When I watch a movie that is based, however loosely, on fact, I try to keep "the facts" out of my mind and just watch the movie. With a movie as voluminous and fraught with controversy as JFK, this is darned near impossible, but I think I've managed to keep my feelings about the film in the abstract, and the service that the film has been put to.
In the space of three hours, JFK covers an astonishing amount of information and territory, and presents it in a package that is superbly edited and filmed. It keeps up involved and keeps us tense. What it does not do is provide us with much in the way of real characters, or a story that is not simply a mining of miscellaneous conspiracy theories that, especially after the publication of books like Gerald Posner's CASE CLOSED, pretty hard to defend.
Oliver Stone, the director, has chosen to follow the odd saga of Louisiana district attorney Jim Garrison, who got curious about the assassination after the fact and attempted to prosecute a Louisiana businessman, Clay Shaw, for conspiring to kill JFK. In real life, Garrison's ethics and scruples were questionable to say the least, and the story makes for some eye-opening reading. Stone doesn't hesitate a second to whitewash Garrison: the first time we see him, he's wearing a white shirt, and backlit to give him an angelic glow.

--- GIVEN EXERCISE A ---
Swap "rope railing" for "rope fence" in the records between the lines holding "Where can the rope" and "x=321, y=435", inclusive, and give back only those lines with everything else unchanged.
The film review and the records that come next were taken from separate sources.

--- EXTRACTED DATA ---
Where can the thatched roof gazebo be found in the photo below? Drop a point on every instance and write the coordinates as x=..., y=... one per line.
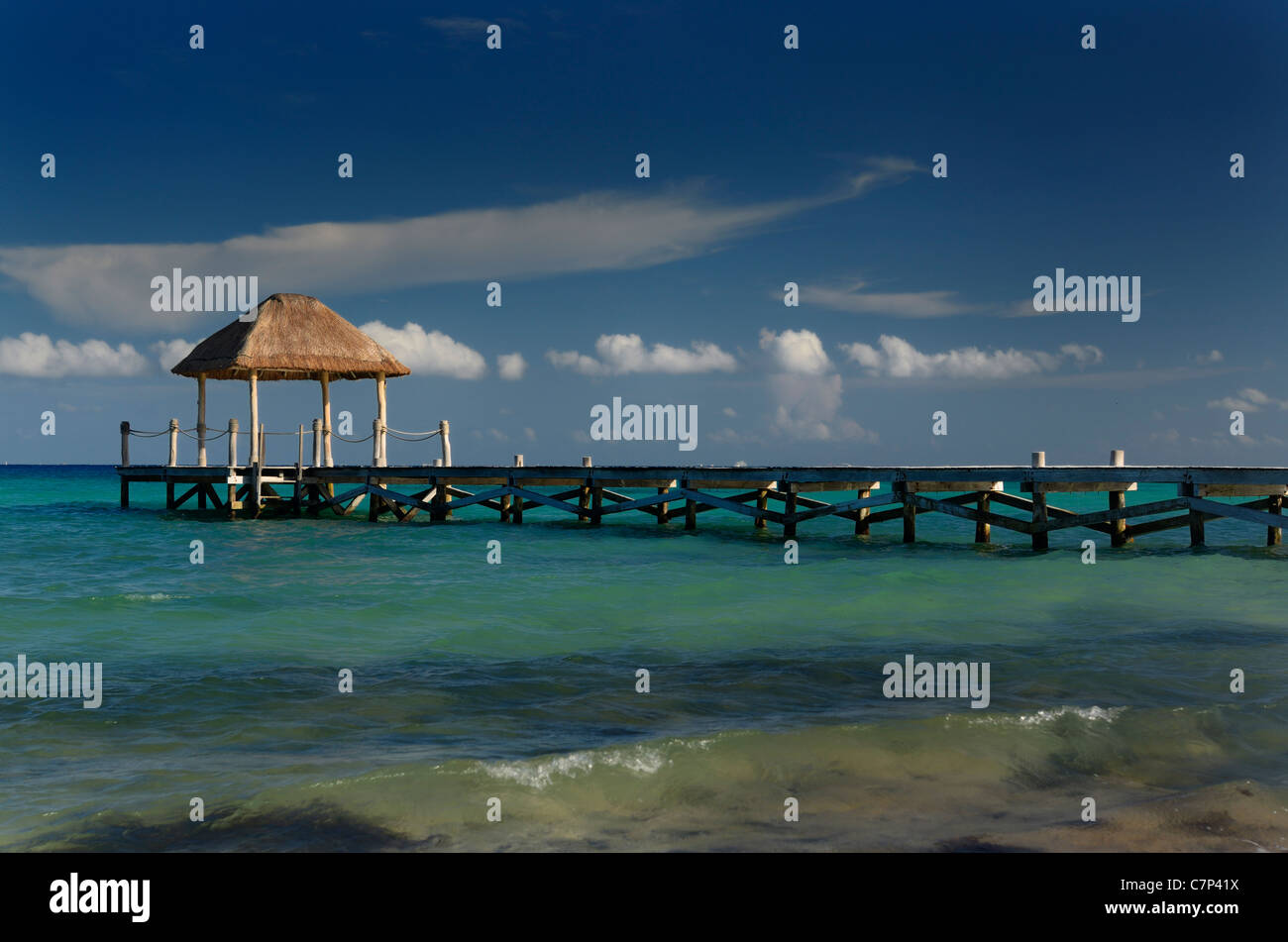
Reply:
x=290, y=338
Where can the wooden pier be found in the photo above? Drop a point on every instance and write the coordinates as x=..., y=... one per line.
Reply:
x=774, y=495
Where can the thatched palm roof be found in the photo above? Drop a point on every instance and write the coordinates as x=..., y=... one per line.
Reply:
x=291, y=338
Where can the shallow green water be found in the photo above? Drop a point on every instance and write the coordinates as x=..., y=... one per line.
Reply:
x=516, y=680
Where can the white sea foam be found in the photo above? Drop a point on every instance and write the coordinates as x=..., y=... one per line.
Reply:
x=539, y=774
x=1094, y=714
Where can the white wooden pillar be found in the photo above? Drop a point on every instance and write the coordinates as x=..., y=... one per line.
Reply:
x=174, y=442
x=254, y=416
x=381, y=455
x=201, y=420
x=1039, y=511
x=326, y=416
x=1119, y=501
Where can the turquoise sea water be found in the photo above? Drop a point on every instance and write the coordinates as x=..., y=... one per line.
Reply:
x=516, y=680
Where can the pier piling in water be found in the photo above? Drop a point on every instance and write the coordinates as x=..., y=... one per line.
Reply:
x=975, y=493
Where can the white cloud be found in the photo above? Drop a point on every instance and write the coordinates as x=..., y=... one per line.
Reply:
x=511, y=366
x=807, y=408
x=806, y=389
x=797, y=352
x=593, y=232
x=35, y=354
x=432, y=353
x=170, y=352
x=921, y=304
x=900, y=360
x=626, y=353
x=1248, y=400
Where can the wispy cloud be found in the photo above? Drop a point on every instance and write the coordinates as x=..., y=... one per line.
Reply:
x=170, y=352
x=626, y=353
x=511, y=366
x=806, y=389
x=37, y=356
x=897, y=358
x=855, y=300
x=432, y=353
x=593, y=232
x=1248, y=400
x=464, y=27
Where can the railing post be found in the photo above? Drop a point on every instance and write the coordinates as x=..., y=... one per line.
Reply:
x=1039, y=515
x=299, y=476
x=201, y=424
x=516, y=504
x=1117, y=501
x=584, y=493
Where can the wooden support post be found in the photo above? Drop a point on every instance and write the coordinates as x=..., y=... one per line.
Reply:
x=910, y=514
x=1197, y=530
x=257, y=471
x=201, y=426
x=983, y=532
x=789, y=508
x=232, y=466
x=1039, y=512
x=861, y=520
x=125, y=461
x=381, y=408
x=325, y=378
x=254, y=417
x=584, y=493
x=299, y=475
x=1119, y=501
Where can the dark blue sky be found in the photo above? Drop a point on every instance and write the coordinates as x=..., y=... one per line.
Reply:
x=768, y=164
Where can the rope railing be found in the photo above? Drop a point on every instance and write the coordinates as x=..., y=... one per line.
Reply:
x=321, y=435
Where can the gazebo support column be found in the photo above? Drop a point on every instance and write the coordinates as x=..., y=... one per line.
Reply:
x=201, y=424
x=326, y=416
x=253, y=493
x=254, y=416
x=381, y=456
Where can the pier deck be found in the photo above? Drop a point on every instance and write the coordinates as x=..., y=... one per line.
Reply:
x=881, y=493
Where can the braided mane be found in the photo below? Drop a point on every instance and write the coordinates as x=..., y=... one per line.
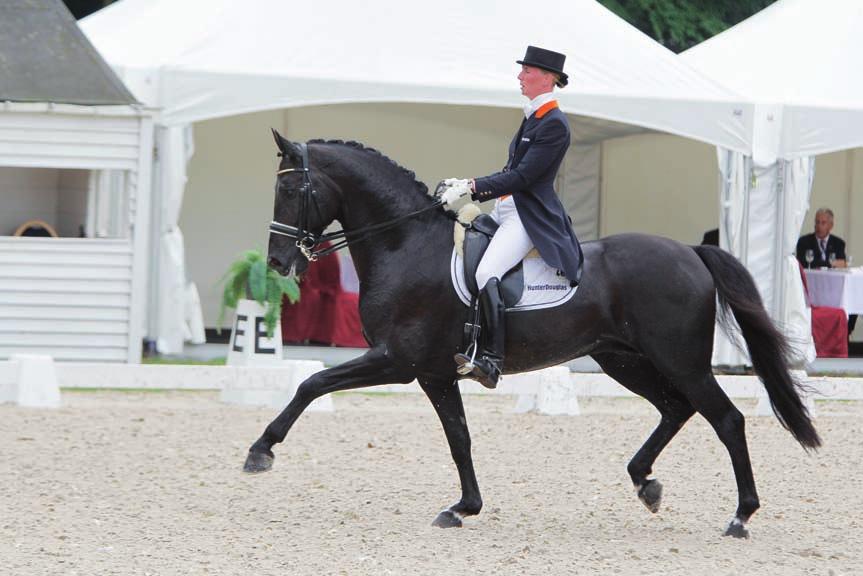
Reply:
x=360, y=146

---

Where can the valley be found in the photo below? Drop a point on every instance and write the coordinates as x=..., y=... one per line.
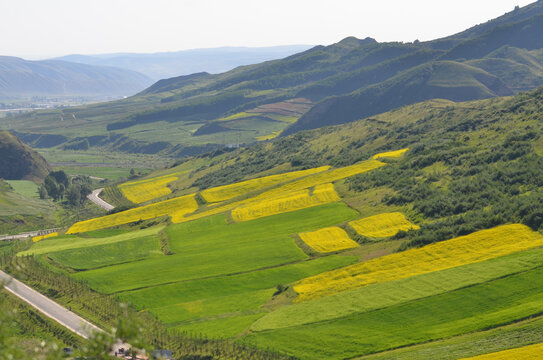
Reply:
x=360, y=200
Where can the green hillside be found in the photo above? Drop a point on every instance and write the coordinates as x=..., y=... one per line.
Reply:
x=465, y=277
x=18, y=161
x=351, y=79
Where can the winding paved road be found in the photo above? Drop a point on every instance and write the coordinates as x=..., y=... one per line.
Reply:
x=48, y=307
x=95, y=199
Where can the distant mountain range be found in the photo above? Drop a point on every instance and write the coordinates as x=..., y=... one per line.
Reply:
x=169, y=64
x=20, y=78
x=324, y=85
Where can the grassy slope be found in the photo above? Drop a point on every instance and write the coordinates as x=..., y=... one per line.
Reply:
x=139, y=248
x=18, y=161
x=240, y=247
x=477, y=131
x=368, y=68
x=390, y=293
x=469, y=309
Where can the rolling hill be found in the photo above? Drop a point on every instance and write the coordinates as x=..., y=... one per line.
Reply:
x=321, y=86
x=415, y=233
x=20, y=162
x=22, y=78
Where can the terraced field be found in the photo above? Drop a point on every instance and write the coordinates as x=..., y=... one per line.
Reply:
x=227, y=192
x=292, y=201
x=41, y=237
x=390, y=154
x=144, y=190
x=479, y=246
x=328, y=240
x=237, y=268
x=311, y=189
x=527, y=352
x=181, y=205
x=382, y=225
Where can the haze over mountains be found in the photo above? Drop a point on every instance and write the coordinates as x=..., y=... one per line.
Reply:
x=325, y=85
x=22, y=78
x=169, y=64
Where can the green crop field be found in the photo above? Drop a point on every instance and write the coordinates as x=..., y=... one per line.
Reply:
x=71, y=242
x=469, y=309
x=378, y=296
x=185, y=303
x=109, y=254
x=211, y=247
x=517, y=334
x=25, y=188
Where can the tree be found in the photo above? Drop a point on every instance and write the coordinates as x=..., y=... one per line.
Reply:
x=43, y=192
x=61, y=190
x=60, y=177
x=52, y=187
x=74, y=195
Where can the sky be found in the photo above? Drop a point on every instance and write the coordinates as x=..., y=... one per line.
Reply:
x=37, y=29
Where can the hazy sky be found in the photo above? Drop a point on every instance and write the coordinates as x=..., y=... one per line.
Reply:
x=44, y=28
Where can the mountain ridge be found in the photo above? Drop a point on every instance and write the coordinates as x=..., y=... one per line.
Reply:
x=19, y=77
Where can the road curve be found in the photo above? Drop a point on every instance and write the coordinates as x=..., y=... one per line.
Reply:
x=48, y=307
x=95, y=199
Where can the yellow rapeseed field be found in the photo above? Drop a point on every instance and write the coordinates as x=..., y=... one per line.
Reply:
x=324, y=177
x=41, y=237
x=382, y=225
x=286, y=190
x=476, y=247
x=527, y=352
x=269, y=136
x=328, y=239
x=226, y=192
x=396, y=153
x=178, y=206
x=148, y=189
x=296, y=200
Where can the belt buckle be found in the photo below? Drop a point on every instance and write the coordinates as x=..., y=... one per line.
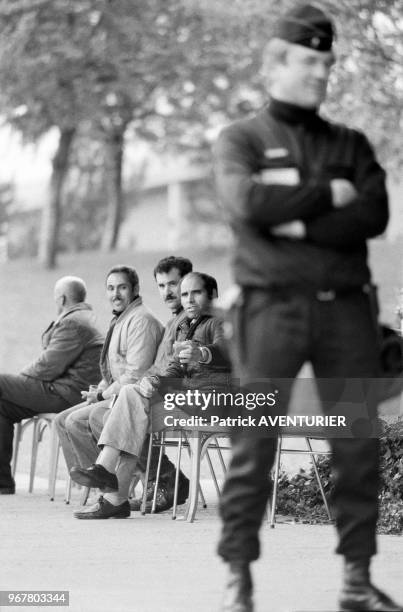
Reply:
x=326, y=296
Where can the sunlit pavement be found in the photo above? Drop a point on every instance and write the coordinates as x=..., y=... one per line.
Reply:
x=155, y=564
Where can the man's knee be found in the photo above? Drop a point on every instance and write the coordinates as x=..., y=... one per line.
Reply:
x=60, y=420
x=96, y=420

--- GIVEN EXERCISE B ---
Answer these questions from the JFK film review:
(i) According to the review, in how much time does JFK cover its material?
(ii) Whose saga has Oliver Stone chosen to follow?
(iii) What is Garrison wearing the first time we see him?

--- FULL SOLUTION A ---
Where can the rope fence be found in the photo above? Drop a point on every instance and write the coordinates as x=..., y=... one per line.
Reply:
x=321, y=435

--- FULL SOLUTION B ---
(i) Three hours.
(ii) Louisiana district attorney Jim Garrison's.
(iii) A white shirt.